» **Task to carry out**
Copy word for word each line from the one that has "Note: one point per instance of the tea plant, never" to the last line of the records, with no other lines.
>>>>
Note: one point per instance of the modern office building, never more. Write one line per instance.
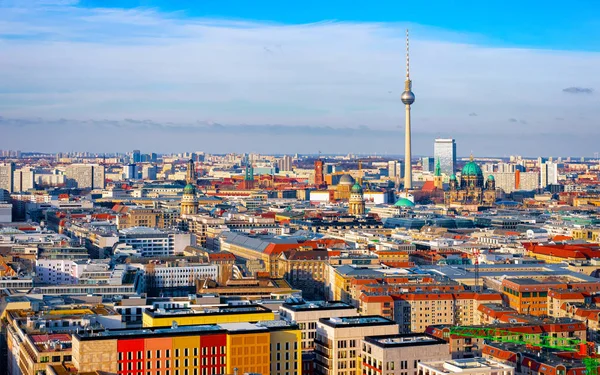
(445, 150)
(130, 172)
(23, 179)
(401, 354)
(6, 176)
(548, 174)
(86, 175)
(136, 156)
(428, 164)
(285, 164)
(339, 341)
(307, 315)
(154, 242)
(149, 172)
(471, 366)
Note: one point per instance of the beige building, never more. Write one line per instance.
(339, 340)
(471, 366)
(401, 354)
(307, 315)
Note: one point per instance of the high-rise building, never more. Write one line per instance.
(149, 172)
(23, 179)
(392, 168)
(408, 98)
(86, 175)
(286, 163)
(6, 176)
(130, 172)
(136, 156)
(319, 177)
(548, 174)
(427, 164)
(444, 150)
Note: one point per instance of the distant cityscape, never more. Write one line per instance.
(196, 263)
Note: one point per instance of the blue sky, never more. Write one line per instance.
(503, 78)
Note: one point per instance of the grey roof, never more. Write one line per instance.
(510, 271)
(258, 244)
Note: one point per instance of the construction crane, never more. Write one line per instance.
(539, 340)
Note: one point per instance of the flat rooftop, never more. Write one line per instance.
(404, 340)
(216, 310)
(356, 321)
(466, 364)
(317, 305)
(186, 330)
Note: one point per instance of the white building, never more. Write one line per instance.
(339, 341)
(154, 242)
(401, 354)
(469, 366)
(6, 176)
(5, 212)
(307, 315)
(149, 172)
(86, 175)
(64, 272)
(173, 275)
(320, 196)
(23, 179)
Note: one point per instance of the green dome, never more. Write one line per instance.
(189, 189)
(471, 169)
(356, 189)
(403, 202)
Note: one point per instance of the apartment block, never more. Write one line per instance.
(339, 340)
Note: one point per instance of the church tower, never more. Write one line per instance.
(189, 202)
(356, 203)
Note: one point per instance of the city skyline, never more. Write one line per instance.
(280, 84)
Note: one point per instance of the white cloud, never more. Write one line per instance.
(62, 61)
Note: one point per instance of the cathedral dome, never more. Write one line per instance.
(189, 189)
(471, 169)
(357, 189)
(346, 180)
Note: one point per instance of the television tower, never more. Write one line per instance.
(408, 98)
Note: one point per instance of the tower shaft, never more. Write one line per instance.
(407, 152)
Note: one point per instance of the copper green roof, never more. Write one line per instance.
(471, 169)
(403, 202)
(189, 189)
(356, 188)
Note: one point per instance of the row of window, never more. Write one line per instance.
(221, 350)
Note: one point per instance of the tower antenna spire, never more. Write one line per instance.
(407, 58)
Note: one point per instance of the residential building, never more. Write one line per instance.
(339, 341)
(86, 175)
(23, 179)
(261, 348)
(471, 366)
(401, 354)
(155, 242)
(307, 315)
(445, 151)
(6, 176)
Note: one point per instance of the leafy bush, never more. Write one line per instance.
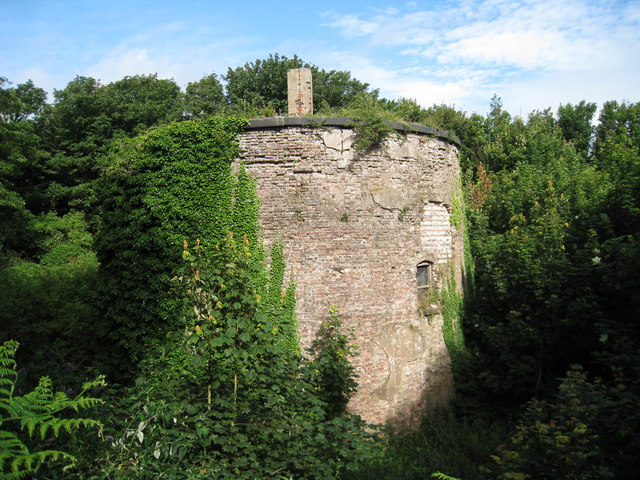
(38, 415)
(172, 183)
(227, 400)
(50, 310)
(571, 436)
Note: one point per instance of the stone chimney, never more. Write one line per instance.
(300, 92)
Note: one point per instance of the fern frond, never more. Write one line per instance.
(33, 461)
(33, 411)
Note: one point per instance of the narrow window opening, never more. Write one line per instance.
(424, 271)
(423, 275)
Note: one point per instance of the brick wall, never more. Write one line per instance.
(354, 228)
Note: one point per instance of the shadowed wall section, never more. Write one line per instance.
(355, 228)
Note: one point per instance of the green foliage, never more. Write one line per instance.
(228, 400)
(370, 121)
(576, 124)
(333, 374)
(263, 84)
(570, 437)
(37, 416)
(204, 98)
(444, 441)
(172, 183)
(50, 310)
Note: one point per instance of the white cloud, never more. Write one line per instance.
(534, 50)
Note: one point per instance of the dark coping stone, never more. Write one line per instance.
(275, 122)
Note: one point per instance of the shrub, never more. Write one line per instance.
(227, 399)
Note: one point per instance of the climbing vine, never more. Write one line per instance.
(172, 184)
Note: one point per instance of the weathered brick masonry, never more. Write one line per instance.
(355, 227)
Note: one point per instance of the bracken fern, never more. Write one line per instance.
(35, 414)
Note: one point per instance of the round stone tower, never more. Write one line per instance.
(372, 235)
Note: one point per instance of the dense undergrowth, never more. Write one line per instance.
(99, 191)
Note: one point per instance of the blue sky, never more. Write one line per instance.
(534, 54)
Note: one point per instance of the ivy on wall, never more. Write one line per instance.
(172, 184)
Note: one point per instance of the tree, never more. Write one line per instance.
(137, 103)
(204, 97)
(264, 83)
(575, 121)
(227, 399)
(21, 168)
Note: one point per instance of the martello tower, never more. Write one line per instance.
(371, 234)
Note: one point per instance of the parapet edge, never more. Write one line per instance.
(280, 121)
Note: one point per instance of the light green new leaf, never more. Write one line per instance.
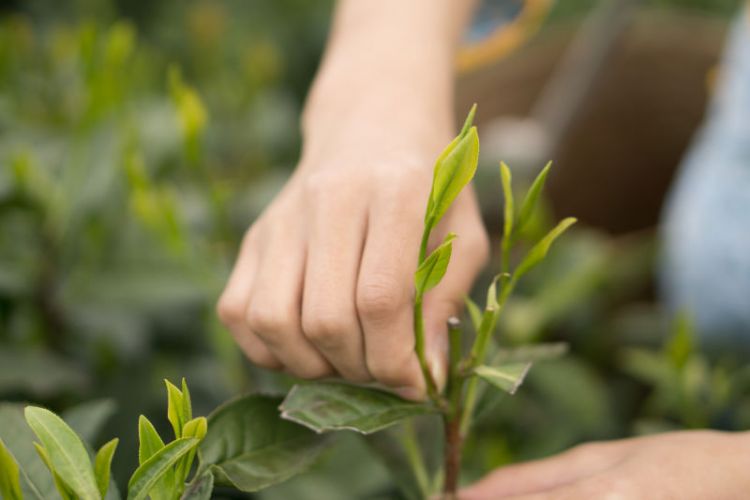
(539, 251)
(505, 177)
(453, 171)
(149, 440)
(154, 469)
(330, 406)
(66, 452)
(150, 443)
(103, 465)
(65, 492)
(474, 312)
(506, 377)
(532, 198)
(176, 413)
(10, 478)
(249, 446)
(200, 488)
(433, 268)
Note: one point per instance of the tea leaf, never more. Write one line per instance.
(36, 482)
(176, 413)
(149, 439)
(103, 465)
(66, 452)
(10, 480)
(155, 468)
(433, 268)
(150, 443)
(539, 251)
(200, 488)
(506, 377)
(453, 171)
(250, 447)
(532, 198)
(65, 492)
(505, 176)
(329, 406)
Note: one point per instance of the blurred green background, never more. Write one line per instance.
(138, 140)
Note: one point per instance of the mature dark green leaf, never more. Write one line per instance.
(10, 479)
(154, 469)
(432, 270)
(539, 251)
(103, 465)
(67, 454)
(250, 447)
(329, 406)
(507, 377)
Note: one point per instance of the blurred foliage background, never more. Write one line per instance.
(138, 140)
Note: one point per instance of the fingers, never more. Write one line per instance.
(385, 290)
(538, 477)
(273, 311)
(232, 306)
(329, 314)
(470, 254)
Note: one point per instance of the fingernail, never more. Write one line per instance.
(410, 393)
(436, 363)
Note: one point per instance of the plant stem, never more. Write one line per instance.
(419, 343)
(452, 455)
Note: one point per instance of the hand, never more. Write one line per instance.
(680, 465)
(323, 283)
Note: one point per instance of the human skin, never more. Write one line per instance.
(690, 465)
(323, 282)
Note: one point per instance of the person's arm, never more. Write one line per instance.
(690, 465)
(323, 281)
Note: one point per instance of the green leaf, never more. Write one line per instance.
(532, 198)
(506, 177)
(154, 469)
(36, 481)
(10, 478)
(200, 488)
(330, 406)
(506, 377)
(432, 270)
(67, 454)
(539, 251)
(176, 413)
(103, 465)
(250, 447)
(149, 439)
(454, 169)
(150, 443)
(65, 492)
(474, 312)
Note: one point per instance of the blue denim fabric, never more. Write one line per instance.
(706, 229)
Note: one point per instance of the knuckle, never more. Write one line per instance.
(311, 370)
(230, 310)
(265, 322)
(380, 298)
(324, 329)
(390, 372)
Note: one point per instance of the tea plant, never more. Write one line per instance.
(258, 440)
<<<<
» **Expected answer**
Note: one point per instance of the tea plant, never more. Write one line per instance.
(258, 440)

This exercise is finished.